* BEGIN Dataset excerpts *

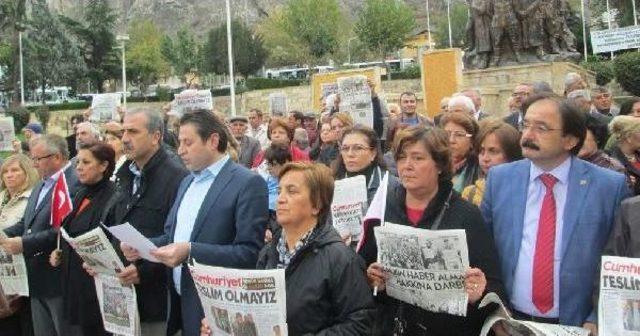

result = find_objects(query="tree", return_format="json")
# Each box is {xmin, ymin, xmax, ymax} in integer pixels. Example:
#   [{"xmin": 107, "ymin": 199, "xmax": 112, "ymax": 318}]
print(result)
[
  {"xmin": 23, "ymin": 0, "xmax": 86, "ymax": 104},
  {"xmin": 354, "ymin": 0, "xmax": 416, "ymax": 79},
  {"xmin": 127, "ymin": 20, "xmax": 169, "ymax": 92},
  {"xmin": 61, "ymin": 0, "xmax": 120, "ymax": 92},
  {"xmin": 203, "ymin": 20, "xmax": 267, "ymax": 78}
]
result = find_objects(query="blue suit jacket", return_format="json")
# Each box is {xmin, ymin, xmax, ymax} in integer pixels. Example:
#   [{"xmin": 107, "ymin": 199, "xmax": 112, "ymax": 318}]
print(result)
[
  {"xmin": 481, "ymin": 157, "xmax": 627, "ymax": 326},
  {"xmin": 153, "ymin": 160, "xmax": 269, "ymax": 336}
]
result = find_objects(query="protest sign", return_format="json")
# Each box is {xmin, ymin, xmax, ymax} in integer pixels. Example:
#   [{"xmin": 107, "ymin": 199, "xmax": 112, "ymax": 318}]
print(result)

* END Dataset excerpts *

* Short exercise:
Rewrite the lines of all the items above with "find_objects" replaced by "detect_objects" everywhere and nothing else changed. Leave the pictures out of your answer.

* Exercise response:
result = detect_objects(query="tree", return_format="json")
# Each box is {xmin, ymin, xmax, ymax} in integer pixels. Example:
#   [{"xmin": 107, "ymin": 199, "xmax": 112, "ymax": 318}]
print(result)
[
  {"xmin": 23, "ymin": 0, "xmax": 86, "ymax": 104},
  {"xmin": 354, "ymin": 0, "xmax": 416, "ymax": 79},
  {"xmin": 127, "ymin": 20, "xmax": 169, "ymax": 92},
  {"xmin": 61, "ymin": 0, "xmax": 120, "ymax": 92},
  {"xmin": 203, "ymin": 20, "xmax": 267, "ymax": 78}
]
result = detect_objects(query="blue suit jacket", return_format="json")
# Each box is {xmin, ymin, xmax, ymax} in integer pixels. Example:
#   [{"xmin": 107, "ymin": 199, "xmax": 112, "ymax": 318}]
print(result)
[
  {"xmin": 481, "ymin": 157, "xmax": 627, "ymax": 326},
  {"xmin": 153, "ymin": 160, "xmax": 269, "ymax": 336}
]
result = detect_objects(query="protest sign", return_format="json")
# Each box is {xmin, ymin, xmax, ymax} in integer pixels. Example:
#   [{"xmin": 107, "ymin": 199, "xmax": 112, "ymax": 318}]
print(result)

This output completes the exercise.